What to work on:
Retype each record shown below, leaving every character as it is.

• • • •

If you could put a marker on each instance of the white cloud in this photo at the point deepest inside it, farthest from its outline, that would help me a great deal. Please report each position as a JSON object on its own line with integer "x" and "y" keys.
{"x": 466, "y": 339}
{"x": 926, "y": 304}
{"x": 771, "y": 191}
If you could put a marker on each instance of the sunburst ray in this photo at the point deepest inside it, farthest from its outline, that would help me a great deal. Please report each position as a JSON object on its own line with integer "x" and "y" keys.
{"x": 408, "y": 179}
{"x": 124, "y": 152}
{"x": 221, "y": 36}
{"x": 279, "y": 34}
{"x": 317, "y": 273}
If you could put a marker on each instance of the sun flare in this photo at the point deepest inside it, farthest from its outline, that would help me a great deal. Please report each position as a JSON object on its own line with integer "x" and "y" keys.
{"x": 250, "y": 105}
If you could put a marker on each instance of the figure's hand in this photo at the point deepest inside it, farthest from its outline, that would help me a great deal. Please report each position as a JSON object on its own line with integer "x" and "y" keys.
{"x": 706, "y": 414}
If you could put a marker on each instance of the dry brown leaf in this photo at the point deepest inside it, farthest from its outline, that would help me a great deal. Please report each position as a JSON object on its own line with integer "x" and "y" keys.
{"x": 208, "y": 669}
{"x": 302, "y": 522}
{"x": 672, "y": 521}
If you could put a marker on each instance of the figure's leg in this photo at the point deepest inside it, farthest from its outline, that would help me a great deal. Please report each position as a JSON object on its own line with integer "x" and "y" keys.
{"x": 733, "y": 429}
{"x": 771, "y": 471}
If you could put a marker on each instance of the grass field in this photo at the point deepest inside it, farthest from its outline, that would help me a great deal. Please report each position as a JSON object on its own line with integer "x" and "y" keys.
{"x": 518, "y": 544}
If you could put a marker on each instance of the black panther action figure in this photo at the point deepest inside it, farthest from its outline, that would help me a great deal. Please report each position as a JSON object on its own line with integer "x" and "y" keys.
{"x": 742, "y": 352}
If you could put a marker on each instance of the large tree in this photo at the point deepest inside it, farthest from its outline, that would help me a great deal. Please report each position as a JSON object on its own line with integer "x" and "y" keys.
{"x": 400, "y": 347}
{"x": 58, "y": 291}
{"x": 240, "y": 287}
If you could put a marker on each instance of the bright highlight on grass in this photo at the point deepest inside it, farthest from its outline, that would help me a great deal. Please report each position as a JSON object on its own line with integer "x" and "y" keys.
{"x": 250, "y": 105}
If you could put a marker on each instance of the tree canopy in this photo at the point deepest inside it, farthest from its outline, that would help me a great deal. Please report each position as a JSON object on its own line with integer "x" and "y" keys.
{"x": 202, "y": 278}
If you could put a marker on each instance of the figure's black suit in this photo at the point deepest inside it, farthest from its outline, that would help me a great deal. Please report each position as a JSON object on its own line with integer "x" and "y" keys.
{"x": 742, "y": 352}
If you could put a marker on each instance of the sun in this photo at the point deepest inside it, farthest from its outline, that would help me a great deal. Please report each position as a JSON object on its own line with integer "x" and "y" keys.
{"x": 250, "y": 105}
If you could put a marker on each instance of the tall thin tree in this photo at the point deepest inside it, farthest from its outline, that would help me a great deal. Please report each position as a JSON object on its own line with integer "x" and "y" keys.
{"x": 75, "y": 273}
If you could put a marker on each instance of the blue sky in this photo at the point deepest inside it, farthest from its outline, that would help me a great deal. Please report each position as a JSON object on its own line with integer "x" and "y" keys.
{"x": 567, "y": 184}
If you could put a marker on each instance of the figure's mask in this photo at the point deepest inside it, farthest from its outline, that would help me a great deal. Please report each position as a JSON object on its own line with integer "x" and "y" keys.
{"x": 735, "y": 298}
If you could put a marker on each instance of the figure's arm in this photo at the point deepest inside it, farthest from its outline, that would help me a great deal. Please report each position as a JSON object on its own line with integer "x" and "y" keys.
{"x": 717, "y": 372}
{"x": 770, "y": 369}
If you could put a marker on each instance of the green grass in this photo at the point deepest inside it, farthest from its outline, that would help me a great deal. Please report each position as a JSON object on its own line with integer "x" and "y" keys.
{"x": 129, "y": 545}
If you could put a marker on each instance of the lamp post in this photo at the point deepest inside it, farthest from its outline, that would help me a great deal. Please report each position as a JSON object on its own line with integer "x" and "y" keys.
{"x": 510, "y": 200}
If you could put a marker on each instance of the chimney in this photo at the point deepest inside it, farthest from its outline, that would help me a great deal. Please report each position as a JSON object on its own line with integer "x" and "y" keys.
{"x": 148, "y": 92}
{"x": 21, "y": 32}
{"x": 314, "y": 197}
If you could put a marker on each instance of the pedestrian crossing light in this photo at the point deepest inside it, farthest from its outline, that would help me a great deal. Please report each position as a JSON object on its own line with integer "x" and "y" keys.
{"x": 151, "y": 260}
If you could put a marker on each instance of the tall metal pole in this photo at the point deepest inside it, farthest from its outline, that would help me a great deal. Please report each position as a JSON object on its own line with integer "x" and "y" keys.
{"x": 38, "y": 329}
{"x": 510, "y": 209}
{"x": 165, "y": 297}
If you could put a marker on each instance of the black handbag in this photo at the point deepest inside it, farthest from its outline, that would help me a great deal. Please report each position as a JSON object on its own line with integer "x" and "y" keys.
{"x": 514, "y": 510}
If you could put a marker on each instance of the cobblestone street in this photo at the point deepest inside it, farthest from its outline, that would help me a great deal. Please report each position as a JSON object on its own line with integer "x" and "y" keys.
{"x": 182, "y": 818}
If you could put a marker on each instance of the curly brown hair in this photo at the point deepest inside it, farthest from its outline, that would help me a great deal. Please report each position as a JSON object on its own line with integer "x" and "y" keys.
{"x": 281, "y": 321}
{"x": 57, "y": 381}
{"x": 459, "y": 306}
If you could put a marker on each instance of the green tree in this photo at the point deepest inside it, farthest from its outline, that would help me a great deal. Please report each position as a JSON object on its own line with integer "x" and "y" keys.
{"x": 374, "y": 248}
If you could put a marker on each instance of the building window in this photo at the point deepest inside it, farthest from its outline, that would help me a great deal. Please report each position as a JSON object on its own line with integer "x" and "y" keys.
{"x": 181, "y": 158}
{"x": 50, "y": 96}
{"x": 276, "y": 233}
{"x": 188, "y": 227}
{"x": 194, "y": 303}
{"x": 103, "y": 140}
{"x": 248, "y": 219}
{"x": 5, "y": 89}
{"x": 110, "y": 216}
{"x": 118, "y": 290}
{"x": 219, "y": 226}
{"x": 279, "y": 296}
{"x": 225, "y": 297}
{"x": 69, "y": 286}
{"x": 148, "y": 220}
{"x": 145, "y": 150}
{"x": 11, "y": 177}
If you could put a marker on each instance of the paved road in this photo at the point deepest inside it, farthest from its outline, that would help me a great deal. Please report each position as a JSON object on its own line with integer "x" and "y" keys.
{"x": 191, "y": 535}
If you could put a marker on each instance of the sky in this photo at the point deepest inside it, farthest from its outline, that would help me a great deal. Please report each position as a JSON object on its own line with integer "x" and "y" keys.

• • • •

Solution:
If you could put a marker on each instance of the white cloud in this photo at the point deepest inside it, farthest from its outline, that would help me a great deal. Please report each position as a JSON object on its own line with integer "x" and "y" keys.
{"x": 466, "y": 339}
{"x": 926, "y": 304}
{"x": 771, "y": 191}
If you could put a marker on each instance of the sunburst ray in this photo at the point deepest inside it, farthest from its outline, that would help me a great deal. Please report each position as a JSON object on its own line with integer "x" and "y" keys.
{"x": 408, "y": 179}
{"x": 124, "y": 152}
{"x": 221, "y": 36}
{"x": 279, "y": 34}
{"x": 317, "y": 273}
If you could put a marker on each instance of the sun flare in this photo at the point deepest inside it, farthest from its outline, that would help me a great deal. Please report each position as a JSON object on its own line with integer "x" and "y" keys.
{"x": 250, "y": 105}
If you could put a marker on each instance of the figure's hand in this photo at the point deepest inside it, farthest from its outline, that would help me a great deal. Please report each position as a JSON object on its own line with integer "x" and "y" keys.
{"x": 706, "y": 414}
If you could put a marker on each instance of the dry brown leaf in this photo at the point deepest inside it, farthest from its outline, that would help me a great deal. Please report each position as a JSON object on its own line with integer "x" and "y" keys.
{"x": 208, "y": 669}
{"x": 302, "y": 522}
{"x": 672, "y": 521}
If you could put a marker on each instance of the figure's leg in this photo at the point deepest inside it, farthest from its outline, that would help me a great deal. Please report each position as a JSON object on its own line with integer "x" and "y" keys.
{"x": 733, "y": 429}
{"x": 771, "y": 471}
If you could put a marker on each instance of the grass field in this photo at the point deepest inside it, farthest from its outline, that would help me a great deal. Please report each position as a JSON object on its own line with integer "x" and "y" keys.
{"x": 518, "y": 544}
If you could put a marker on each instance of the black panther action figure in this photo at the point deepest inside it, farthest from its outline, that would help me a great deal. Please report each position as a JSON object on its own line with integer "x" and "y" keys.
{"x": 742, "y": 352}
If you could put a marker on each instance of the large tree in this photo at the point deepest inside it, farthest from its outline, that would help me a great deal. Please report each position as a JSON object on its own line with integer "x" and "y" keys.
{"x": 400, "y": 347}
{"x": 58, "y": 291}
{"x": 240, "y": 287}
If you could put a marker on each instance of the bright highlight on grass in this photo at the point deepest inside it, farthest from its outline, that would help me a great deal. Please report each position as a JSON object on its own line with integer "x" and "y" keys.
{"x": 250, "y": 105}
If you could put a marker on each instance of the tree canopy in this photo at the point deepest inside it, farthest from its outline, that would help me a great deal. Please report each position as a JSON object on its own line with integer "x" and "y" keys.
{"x": 202, "y": 278}
If you could put a marker on each instance of the figure's black suit in this photo at the point deepest inside it, farthest from its outline, that would help me a great deal. Please report each position as a JSON object on its own line with integer "x" and "y" keys.
{"x": 742, "y": 352}
If you could put a marker on each instance of the sun in this photo at the point deepest inside it, farthest from its outline, that would help me a great deal. Please report each position as a JSON object on its own line with integer "x" and "y" keys.
{"x": 250, "y": 105}
If you could put a marker on each instance of the tall thin tree in this photo at the point deepest inside it, farthest from its outline, that would help me a great deal. Please report each position as a JSON object on its own line with integer "x" and "y" keys.
{"x": 75, "y": 273}
If you could put a marker on each instance of the blue sky in this photo at the point deepest inside it, farthest from its outline, that would help me a great deal. Please report each position as a JSON object on its own line with integer "x" and "y" keys.
{"x": 567, "y": 184}
If you could put a marker on each instance of the figure's mask in this photo at the point deepest inside it, farthest from its outline, that would help me a great deal. Please report each position as a JSON object on its own line with integer "x" and "y" keys.
{"x": 735, "y": 298}
If you could put a marker on each instance of the figure's arm in this photo at the point deepest inside it, farthest from its outline, that would help me a great deal. Please report each position as a JSON object on its own line with integer "x" and "y" keys.
{"x": 717, "y": 372}
{"x": 770, "y": 369}
If you could put a marker on each instance of the green grass in this photo at the point deepest inside it, farthest from its outline, that would help me a great deal. Please report each position as a JSON object on its own line with integer "x" and "y" keys.
{"x": 129, "y": 545}
If you could put a marker on each instance of the lamp post in this photo at the point deepest inside it, farthest from its outline, that would help me a great deal. Please report each position as a JSON object on its own line with integer "x" and "y" keys.
{"x": 510, "y": 200}
If you could put a marker on each instance of the chimney in this photo at the point deepest inside it, farthest from its outline, that would help me a great deal. Please report each position as a JSON object on its own line with integer "x" and "y" keys.
{"x": 148, "y": 92}
{"x": 21, "y": 32}
{"x": 314, "y": 197}
If you could put a marker on each instance of the pedestrian crossing light in this photo at the point deepest inside it, farthest from its outline, that would help me a great deal. Please report each position as a JSON object on its own line with integer "x" and "y" keys.
{"x": 151, "y": 260}
If you could put a marker on each instance of the tall metal pole in this photo at the point deepest inside it, farthest from its outline, that would help me a great deal. Please report each position as a JSON object on its own line with integer "x" and "y" keys.
{"x": 38, "y": 329}
{"x": 510, "y": 209}
{"x": 165, "y": 297}
If you could put a marker on each instance of the black handbag in this photo at the point deepest inside it, farthest from its outline, that would help me a great deal. Please report each position as a JSON object on its own line with integer "x" and "y" keys.
{"x": 514, "y": 510}
If you could put a marker on each instance of the cobblestone street in this photo at the point deepest inside it, farthest from its outline, that would help me a great deal. Please report each position as a JSON object on its own line with integer "x" and "y" keys.
{"x": 182, "y": 818}
If you could put a marker on each instance of the curly brown hair in this photo at the point deepest inside it, farthest from its outline, that would help me a great deal. Please report each position as a JSON object on its own line with integer "x" and "y" keys.
{"x": 281, "y": 321}
{"x": 57, "y": 381}
{"x": 459, "y": 306}
If you could put a marker on each instance of the green tree in this photo at the point deepest inside it, farthest from its outline, that would help me a great deal. Please report each position as a JSON object on its own line with integer "x" and "y" keys.
{"x": 374, "y": 248}
If you could put a marker on each instance of the building window in this photo at the point deepest inside it, farthest from its outline, that would help me a great deal. Please report each position as a JSON object on its own line with integer "x" and "y" keys.
{"x": 181, "y": 158}
{"x": 50, "y": 96}
{"x": 276, "y": 233}
{"x": 188, "y": 227}
{"x": 194, "y": 303}
{"x": 103, "y": 140}
{"x": 248, "y": 219}
{"x": 5, "y": 89}
{"x": 110, "y": 216}
{"x": 118, "y": 290}
{"x": 219, "y": 226}
{"x": 279, "y": 296}
{"x": 225, "y": 297}
{"x": 69, "y": 286}
{"x": 148, "y": 220}
{"x": 145, "y": 150}
{"x": 11, "y": 177}
If you could put a marker on each instance of the paved road in this photo at the point deepest inside it, farthest from its outline, that would help me a great deal. Please report each position as a JSON object on its own line with integer "x" and "y" keys.
{"x": 191, "y": 535}
If you could put a marker on each instance of the sky in this photo at the point deepest inside it, farthest from its outline, that would help me a great deal. Please report each position as a JSON object on its own line with integer "x" and "y" keys.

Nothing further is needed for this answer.